# TASK
Each line from the one that contains "Check that every instance of the blue" down to the last line of the material should be retyped exactly as it stands.
++++++
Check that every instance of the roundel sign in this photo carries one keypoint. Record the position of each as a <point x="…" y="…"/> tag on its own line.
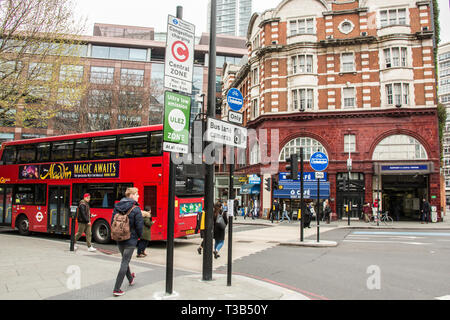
<point x="235" y="99"/>
<point x="180" y="51"/>
<point x="319" y="161"/>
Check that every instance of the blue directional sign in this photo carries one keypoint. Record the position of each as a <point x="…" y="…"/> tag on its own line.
<point x="235" y="99"/>
<point x="319" y="161"/>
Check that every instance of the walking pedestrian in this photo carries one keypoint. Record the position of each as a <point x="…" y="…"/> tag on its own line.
<point x="219" y="229"/>
<point x="84" y="222"/>
<point x="367" y="210"/>
<point x="285" y="213"/>
<point x="200" y="226"/>
<point x="426" y="209"/>
<point x="146" y="233"/>
<point x="307" y="216"/>
<point x="128" y="206"/>
<point x="327" y="211"/>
++++++
# RESULT BELOW
Check that every instance of the blue directional sign in this photo carries one keypoint. Record the position of each as a <point x="…" y="…"/> tag on its own line.
<point x="235" y="99"/>
<point x="319" y="161"/>
Check that every instance of the walking pedestrian in this photo carries one keypoint. Record the position of each as a <point x="…" y="…"/> tag on its own line.
<point x="219" y="229"/>
<point x="84" y="222"/>
<point x="367" y="210"/>
<point x="285" y="213"/>
<point x="200" y="226"/>
<point x="426" y="209"/>
<point x="146" y="233"/>
<point x="307" y="216"/>
<point x="128" y="206"/>
<point x="327" y="211"/>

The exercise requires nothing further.